■ Exercise instructions ■
Please return each of the entries below exactly as they appear.

■ Records supplied ■

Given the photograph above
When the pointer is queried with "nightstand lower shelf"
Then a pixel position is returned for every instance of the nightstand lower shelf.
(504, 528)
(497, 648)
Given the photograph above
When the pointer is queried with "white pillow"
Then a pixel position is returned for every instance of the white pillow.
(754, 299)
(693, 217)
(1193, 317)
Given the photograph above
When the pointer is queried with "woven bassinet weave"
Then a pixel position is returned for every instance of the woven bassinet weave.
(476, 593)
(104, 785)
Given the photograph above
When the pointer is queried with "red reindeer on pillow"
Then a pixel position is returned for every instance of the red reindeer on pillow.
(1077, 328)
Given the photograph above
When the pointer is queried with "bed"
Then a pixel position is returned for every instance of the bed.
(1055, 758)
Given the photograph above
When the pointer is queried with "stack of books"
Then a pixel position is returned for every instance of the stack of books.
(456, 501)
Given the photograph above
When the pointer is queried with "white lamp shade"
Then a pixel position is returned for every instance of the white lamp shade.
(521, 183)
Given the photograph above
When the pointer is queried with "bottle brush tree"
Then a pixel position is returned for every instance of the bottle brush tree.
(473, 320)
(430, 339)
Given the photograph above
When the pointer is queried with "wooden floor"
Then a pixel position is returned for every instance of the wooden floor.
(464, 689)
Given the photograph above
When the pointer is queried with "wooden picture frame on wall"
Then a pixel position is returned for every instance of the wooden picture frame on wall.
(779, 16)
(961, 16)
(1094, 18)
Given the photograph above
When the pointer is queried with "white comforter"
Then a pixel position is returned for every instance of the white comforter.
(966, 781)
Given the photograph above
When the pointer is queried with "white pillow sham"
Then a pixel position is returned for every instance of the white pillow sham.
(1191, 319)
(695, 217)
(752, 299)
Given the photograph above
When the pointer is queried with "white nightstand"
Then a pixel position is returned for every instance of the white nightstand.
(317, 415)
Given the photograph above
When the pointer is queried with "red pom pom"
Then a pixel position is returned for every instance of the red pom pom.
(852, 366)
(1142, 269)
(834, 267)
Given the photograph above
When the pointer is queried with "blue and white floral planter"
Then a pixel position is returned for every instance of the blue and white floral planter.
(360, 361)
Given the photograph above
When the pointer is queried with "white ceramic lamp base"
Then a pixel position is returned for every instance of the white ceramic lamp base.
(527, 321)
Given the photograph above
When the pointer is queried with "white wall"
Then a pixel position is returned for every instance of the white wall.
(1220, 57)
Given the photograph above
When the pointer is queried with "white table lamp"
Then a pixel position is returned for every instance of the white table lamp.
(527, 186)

■ Finished exercise ■
Given the photograph above
When the pointer is queried with "nightstand lower shelf"
Then a pixel position is returned for every instance of the nightstand lower shelf.
(504, 528)
(497, 648)
Given the photograph above
When the pointer is queried with "white pillow"
Then a pixel position is returned for every instance of the white pillow.
(754, 299)
(693, 217)
(1193, 317)
Given the photograph above
When the pointer is queried with "woven bassinet weave"
Then a pixel position is returned for every instance of the woven bassinet weave.
(476, 593)
(104, 785)
Given the photograph above
When the pointer is queried with "red reindeer on pillow"
Then a pixel position is returned for every instance of the red reindeer on pillow.
(1077, 328)
Given the photograph above
When the pointer is queried with "bed"
Then a pixel position is returned for every instance of the bed.
(1055, 758)
Given the photograph above
When the pointer is queried with "stack of books"
Then a pixel position is returned for every instance of the stack of books.
(456, 501)
Given the photograph above
When the pointer is queried with "white lamp shade"
Then a pixel position is returned for every instance of the white lamp shade.
(521, 183)
Given the photograph above
When the pointer is queried with "bottle brush tree"
Then a pixel position is returned for every instance of the bottle brush tree.
(473, 320)
(430, 339)
Given the photograph above
When the pointer is queried with "wooden floor"
Then a pixel position is returned for every instance of the wooden floor.
(464, 689)
Given the photograph above
When the pointer is queried with "wooden picture frame on wall"
Then a pixel position is returned for every instance of the wooden picture frame on wall.
(779, 16)
(961, 16)
(1094, 18)
Given the photograph above
When the pointer is queried with "white comforter"
Then a pixel position is returned for every instance of the white comforter.
(966, 781)
Given the photograph above
When the pointer is queried with "white pillow sham"
Then a pixel position is returned for every instance of the white pillow sham.
(1191, 319)
(695, 217)
(752, 299)
Given the photograph above
When the pointer is queried with "white nightstand"
Then a pixel position is returned for every instance of the white nightstand.
(317, 415)
Given the photograph above
When the pointer is queried with "red pom pom"
Then a pixel position is returned for every instance of the red pom pom.
(852, 366)
(1142, 269)
(834, 267)
Given the photograph above
When the pointer is queried with "blue and white floral planter"
Then a pixel position is returned for every instance of the blue and white floral planter.
(360, 361)
Given the photograph above
When the pointer is queried with "white ceramic lamp base"
Then a pixel position is returned for every instance of the white ceramic lamp base.
(527, 321)
Given the photograph above
When the pointer is queried with "white wall"
Then a pixel position is returned for every instance of the white wall.
(1220, 57)
Given the photograph above
When the pointer is queried with "white table lamp"
Then a pixel position is returned for every instance of the white table lamp.
(527, 186)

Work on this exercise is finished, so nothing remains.